WHAT YOU HAVE TO DO
Check every line of the records below for the string "small" and copy the ones that have it.

DATA IN THIS EXERCISE

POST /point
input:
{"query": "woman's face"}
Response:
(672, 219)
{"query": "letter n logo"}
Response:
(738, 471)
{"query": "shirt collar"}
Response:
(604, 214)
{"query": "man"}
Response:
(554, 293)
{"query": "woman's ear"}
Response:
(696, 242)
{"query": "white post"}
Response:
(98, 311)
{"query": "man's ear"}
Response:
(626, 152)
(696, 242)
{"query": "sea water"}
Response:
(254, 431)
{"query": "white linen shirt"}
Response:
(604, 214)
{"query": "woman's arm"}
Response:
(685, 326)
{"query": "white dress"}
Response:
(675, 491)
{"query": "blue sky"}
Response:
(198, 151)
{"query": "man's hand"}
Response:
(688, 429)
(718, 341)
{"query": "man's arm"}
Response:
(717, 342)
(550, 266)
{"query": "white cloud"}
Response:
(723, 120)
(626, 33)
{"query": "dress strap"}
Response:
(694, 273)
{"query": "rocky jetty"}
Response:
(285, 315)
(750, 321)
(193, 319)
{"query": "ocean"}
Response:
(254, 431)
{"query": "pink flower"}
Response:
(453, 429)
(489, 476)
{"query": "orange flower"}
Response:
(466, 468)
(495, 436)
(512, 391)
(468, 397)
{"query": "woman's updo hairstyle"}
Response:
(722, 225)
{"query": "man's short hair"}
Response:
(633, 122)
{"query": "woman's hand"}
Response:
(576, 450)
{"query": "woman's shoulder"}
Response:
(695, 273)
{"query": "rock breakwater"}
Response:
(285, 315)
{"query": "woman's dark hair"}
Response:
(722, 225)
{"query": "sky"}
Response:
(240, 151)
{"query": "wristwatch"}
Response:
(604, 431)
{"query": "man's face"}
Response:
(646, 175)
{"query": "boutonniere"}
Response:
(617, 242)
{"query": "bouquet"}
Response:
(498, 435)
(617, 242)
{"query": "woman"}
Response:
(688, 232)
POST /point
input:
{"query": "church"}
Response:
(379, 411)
--
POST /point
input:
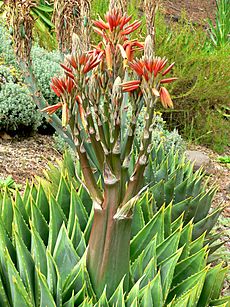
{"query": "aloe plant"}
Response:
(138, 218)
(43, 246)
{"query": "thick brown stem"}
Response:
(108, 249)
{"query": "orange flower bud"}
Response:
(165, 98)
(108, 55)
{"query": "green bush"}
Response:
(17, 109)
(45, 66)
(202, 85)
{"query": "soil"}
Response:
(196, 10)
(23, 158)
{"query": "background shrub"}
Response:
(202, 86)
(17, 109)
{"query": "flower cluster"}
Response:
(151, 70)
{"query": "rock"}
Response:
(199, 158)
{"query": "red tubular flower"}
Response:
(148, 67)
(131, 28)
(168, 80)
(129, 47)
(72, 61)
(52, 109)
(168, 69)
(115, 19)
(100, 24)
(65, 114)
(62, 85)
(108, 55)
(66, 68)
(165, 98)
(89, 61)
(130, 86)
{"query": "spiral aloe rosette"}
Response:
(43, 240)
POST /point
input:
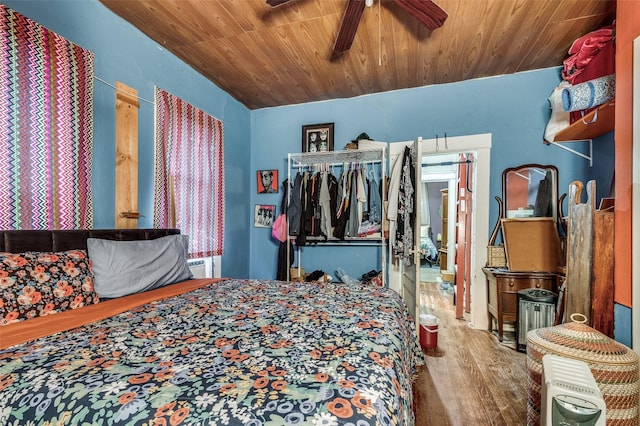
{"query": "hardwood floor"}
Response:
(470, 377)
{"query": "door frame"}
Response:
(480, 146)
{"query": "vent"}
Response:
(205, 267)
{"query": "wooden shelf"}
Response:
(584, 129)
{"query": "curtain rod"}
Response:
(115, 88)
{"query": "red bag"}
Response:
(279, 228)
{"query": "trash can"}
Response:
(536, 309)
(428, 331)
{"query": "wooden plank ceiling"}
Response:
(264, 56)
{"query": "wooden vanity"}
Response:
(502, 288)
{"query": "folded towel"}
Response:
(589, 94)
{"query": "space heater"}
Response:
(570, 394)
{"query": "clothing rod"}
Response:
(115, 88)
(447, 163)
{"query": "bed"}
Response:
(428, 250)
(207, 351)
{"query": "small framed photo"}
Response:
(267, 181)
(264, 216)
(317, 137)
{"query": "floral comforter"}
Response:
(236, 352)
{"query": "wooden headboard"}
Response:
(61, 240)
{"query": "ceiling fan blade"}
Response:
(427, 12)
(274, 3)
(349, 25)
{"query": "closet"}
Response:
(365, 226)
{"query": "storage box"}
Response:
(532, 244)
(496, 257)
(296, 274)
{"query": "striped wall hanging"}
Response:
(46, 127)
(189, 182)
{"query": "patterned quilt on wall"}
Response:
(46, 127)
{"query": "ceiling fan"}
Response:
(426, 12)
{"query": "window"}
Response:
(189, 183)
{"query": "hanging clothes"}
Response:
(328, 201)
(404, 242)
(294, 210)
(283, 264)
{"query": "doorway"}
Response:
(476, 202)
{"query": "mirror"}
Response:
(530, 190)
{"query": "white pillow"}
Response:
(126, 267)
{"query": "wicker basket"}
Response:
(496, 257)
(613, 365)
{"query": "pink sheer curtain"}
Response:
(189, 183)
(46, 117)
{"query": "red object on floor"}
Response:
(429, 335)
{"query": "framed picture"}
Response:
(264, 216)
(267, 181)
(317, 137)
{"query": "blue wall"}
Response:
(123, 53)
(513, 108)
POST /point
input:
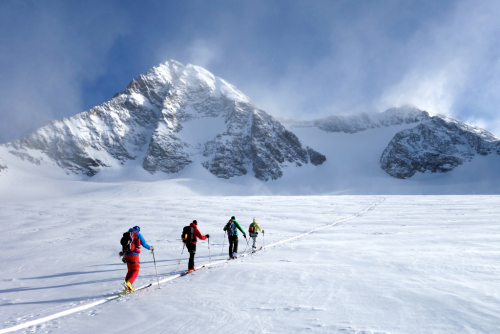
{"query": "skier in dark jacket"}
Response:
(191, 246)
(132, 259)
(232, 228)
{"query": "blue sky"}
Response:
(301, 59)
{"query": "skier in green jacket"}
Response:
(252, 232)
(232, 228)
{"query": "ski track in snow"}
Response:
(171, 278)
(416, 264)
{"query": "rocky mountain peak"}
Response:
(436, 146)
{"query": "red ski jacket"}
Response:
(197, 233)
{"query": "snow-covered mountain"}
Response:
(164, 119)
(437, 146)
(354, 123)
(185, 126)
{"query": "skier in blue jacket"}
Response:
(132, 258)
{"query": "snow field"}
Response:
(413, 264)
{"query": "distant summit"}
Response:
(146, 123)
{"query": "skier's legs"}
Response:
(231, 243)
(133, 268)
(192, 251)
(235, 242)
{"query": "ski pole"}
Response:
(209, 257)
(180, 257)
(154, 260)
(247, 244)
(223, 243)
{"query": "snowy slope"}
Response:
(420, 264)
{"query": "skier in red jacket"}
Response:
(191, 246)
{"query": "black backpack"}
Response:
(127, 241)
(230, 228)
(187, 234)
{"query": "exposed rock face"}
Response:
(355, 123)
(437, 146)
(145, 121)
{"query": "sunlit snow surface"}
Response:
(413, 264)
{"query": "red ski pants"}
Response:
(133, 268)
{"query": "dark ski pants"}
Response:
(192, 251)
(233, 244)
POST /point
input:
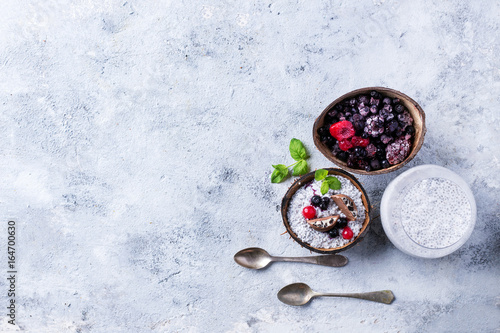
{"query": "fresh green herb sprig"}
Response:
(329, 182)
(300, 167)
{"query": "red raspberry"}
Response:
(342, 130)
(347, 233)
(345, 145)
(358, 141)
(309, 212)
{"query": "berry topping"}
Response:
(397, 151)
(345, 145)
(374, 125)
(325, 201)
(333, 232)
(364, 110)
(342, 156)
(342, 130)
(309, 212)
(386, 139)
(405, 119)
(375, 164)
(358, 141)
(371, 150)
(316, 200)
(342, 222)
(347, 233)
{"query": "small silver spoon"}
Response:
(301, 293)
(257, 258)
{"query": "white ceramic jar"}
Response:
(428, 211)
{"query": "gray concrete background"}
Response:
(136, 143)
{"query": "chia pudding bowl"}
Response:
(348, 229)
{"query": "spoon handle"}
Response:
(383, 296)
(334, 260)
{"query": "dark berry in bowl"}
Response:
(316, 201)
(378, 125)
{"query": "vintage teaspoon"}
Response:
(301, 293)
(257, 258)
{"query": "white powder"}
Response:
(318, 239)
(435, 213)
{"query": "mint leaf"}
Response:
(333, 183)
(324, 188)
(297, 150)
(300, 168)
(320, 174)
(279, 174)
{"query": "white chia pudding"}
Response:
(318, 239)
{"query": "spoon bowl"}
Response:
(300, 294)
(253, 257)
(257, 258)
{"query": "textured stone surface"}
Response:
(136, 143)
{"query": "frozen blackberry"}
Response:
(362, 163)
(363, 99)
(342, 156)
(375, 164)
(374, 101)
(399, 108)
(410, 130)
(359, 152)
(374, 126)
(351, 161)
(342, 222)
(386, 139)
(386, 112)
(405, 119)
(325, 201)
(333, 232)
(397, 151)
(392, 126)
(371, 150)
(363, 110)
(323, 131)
--
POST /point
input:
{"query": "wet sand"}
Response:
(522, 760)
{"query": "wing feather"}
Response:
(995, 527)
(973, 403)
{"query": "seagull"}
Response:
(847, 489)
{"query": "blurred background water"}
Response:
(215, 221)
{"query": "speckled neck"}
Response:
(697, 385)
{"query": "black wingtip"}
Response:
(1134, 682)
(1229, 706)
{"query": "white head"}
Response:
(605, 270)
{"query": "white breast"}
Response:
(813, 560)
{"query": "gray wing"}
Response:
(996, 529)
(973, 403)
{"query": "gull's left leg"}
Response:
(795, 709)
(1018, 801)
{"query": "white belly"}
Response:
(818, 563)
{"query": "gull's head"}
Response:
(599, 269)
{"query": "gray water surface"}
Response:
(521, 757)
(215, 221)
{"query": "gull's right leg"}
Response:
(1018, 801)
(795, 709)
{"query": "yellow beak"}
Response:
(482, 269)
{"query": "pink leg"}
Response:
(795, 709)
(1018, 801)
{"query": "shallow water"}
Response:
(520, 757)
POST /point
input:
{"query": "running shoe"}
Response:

FINISHED TASK
{"query": "small framed photo"}
{"query": "small silver spoon"}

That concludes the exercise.